PROBLEM TO WORK ON: Go through the following data and transcribe exactly the stretch of lines from the one holding "of the yellow" to the one holding "the duck's head", both included.

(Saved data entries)
━━━

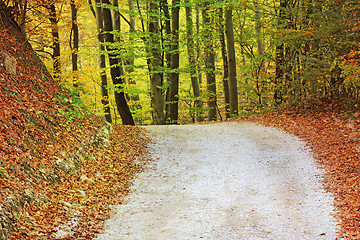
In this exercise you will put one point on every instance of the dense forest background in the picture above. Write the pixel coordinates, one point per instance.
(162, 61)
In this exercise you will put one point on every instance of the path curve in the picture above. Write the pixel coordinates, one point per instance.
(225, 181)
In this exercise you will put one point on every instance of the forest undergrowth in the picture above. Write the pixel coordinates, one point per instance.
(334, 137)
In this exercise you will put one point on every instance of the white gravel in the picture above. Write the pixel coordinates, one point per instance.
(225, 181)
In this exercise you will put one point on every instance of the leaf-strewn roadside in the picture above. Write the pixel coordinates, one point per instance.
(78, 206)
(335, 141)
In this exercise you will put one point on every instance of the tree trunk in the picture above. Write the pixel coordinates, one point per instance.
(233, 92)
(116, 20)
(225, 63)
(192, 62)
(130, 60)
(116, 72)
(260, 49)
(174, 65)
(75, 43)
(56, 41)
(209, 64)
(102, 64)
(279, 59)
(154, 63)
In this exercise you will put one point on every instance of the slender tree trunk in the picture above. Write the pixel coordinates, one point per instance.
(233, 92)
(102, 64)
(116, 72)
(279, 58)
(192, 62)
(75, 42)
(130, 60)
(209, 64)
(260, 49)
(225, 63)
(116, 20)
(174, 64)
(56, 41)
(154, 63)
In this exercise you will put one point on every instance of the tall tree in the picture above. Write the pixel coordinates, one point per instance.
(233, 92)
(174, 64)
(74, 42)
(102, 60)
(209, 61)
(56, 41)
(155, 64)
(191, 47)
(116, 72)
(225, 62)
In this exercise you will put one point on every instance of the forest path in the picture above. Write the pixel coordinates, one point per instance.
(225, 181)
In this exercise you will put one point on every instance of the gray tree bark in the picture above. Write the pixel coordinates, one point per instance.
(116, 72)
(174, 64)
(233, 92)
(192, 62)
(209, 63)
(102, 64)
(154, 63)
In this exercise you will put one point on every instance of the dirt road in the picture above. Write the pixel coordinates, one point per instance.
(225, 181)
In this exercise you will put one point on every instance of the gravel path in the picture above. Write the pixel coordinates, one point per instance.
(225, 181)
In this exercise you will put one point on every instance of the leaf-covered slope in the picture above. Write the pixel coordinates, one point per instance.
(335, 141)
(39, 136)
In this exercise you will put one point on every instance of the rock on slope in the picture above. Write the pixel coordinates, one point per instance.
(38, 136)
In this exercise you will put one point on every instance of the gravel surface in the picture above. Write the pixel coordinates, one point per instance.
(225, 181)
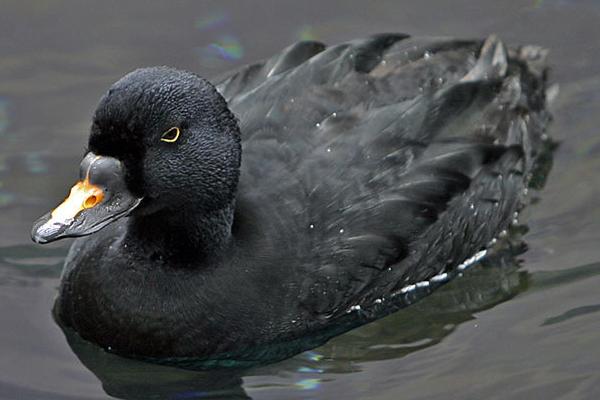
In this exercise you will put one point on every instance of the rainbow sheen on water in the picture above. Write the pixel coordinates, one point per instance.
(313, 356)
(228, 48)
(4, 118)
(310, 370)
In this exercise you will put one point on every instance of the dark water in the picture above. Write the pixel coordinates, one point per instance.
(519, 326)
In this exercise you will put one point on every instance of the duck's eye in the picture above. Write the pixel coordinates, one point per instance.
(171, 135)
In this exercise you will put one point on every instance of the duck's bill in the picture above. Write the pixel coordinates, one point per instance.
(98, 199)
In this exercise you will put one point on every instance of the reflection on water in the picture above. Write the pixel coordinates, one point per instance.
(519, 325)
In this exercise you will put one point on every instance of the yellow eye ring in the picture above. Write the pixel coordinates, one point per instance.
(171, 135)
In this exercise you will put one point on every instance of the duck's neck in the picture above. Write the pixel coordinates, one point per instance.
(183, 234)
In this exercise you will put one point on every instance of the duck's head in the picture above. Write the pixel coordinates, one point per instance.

━━━

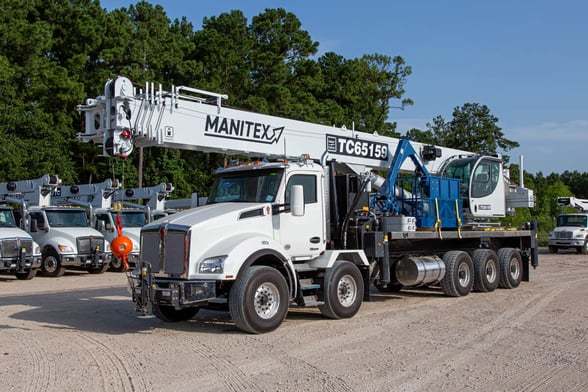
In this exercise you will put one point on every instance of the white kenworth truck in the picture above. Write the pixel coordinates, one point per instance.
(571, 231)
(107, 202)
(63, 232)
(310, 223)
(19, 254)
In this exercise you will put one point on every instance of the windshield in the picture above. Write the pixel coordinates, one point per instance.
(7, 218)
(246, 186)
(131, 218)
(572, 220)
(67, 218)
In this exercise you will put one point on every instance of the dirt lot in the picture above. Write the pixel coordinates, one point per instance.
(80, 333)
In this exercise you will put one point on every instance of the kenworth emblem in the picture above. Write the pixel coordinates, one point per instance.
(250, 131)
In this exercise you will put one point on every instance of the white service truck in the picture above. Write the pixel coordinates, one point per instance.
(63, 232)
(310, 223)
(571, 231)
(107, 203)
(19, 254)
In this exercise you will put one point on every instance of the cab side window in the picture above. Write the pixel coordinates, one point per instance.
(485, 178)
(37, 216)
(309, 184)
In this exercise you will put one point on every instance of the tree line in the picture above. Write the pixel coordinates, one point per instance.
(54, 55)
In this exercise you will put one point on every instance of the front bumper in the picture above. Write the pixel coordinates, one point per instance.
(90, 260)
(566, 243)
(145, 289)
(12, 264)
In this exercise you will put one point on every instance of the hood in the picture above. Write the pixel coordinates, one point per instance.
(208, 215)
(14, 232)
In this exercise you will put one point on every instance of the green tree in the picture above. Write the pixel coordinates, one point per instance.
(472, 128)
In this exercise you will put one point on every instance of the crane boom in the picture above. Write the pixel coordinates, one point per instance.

━━━

ANSWER BOX:
In this exercise you will put one point on every instance of the yellow eye ring in the picture above. Write the pixel coordinates, one point per instance.
(171, 135)
In this exercise you will put one point on every instance of the duck's neck in the picture above. Write the pixel coordinates, one point per instance.
(183, 234)
In this exercise you will put one point on every instance of the duck's head in the picture above. Write the pixel coordinates, one point per instance.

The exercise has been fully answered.